PROBLEM REQUIREMENTS: Print the entries once more, unchanged.

# # #

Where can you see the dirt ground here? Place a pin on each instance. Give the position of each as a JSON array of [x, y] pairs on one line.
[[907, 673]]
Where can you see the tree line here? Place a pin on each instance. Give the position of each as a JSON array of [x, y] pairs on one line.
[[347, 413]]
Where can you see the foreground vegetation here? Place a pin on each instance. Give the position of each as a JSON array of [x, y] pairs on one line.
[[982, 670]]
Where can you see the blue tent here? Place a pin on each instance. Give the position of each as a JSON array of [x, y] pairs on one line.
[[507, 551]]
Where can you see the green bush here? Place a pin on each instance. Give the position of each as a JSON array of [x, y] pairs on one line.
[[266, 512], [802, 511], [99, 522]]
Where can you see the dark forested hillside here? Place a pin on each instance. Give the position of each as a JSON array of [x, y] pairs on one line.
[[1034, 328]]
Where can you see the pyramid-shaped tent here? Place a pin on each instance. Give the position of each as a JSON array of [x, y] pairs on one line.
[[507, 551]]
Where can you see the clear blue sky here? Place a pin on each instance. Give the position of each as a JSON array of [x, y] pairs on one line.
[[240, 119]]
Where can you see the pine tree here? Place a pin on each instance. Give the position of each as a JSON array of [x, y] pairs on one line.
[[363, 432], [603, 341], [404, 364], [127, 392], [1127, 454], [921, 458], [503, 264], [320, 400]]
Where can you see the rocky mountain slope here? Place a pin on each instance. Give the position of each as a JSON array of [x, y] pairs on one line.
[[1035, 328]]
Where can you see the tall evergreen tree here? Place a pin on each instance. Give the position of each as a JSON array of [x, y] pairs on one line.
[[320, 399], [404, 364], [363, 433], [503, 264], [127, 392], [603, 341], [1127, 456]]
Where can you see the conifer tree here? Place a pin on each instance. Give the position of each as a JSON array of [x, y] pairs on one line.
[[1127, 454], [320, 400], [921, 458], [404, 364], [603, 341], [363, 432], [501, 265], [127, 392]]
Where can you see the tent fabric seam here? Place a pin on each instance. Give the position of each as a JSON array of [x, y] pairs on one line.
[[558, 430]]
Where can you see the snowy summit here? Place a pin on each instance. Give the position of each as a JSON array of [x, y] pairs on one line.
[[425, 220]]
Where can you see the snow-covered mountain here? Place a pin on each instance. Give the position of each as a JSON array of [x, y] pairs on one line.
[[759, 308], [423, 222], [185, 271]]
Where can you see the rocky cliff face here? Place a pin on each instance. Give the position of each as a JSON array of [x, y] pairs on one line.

# # #

RESULT BELOW:
Where can you see the dirt ground here? Place a pin on each instance. Give the position of each as a JSON array of [x, y] pairs on one line.
[[907, 673]]
Where can you see the tree line here? Place a pin on each instance. Give the position of each as a JSON array of [x, y] pairs on one line.
[[347, 413]]
Where can you see the foreground vegetation here? Place a pin on each instance. Give the position of each as a JSON array of [x, y] pairs on one line.
[[982, 670]]
Where can you see the blue tent here? Place a pin on each instance. Give the position of each as a JSON array of [x, y] pairs on one line.
[[507, 551]]
Where can you see the green bush here? Place a pin on each instance. Give the position of each as a JSON array of [x, y] pairs on one line.
[[266, 512], [802, 511], [99, 522]]
Where can you see the dark forested hillside here? Place a pin on each instance. Give the position of each as a JSON array of [x, y] pairs on one line.
[[1034, 328]]
Where can you see the pyramid-shaped tent here? Place a pin on each instance. Give the position of each as a JSON array of [x, y] pairs on one line.
[[507, 551]]
Where can you see the clear blue sky here? Place a pin on each instance. Give the position of each as a JSON array of [x, y] pairs on one line.
[[240, 119]]
Where can you see the pine tree here? Place a pin on each instance. Give the position of each as a JSON array of [x, y] pairs on one line.
[[363, 432], [603, 341], [404, 364], [127, 392], [1127, 454], [921, 458], [503, 264], [320, 400]]
Where can you see the rocky mountain slope here? Place a pin on each instance. Give the position of each as a JSON array of [x, y] pairs on one line.
[[1035, 328]]
Where can you see the tall evergreen tree here? Place a pin on each instance. Give the position of each as a JSON array of [x, y] pairs on one line.
[[320, 399], [404, 364], [363, 433], [503, 264], [127, 392], [603, 341], [1127, 456]]
Where can you see the conifer tree here? Place a pin on each instance. Give the position of each as a JSON array of [x, y] pairs on one line.
[[1127, 454], [320, 400], [921, 458], [404, 364], [603, 341], [363, 432], [501, 265], [127, 392]]
Where can you see the tent fabric seam here? Place a pin on each instance. Give the position of each as a JSON array of [x, y] pairs on one line.
[[558, 430]]
Where can you see the snowy summit here? Place a pin on each instance. Give the position of each as a JSON array of [x, y] pairs on one line.
[[425, 220]]
Where can you see the snow-covered mountain here? Place a pin on each instance. Give the position of each as a JSON array of [x, y] pairs on one line.
[[759, 308], [423, 222], [185, 271]]
Where can you see the rocky cliff face here? Place a pin on each instance. Give the position of each as a JSON array of [x, y] pairs on one line.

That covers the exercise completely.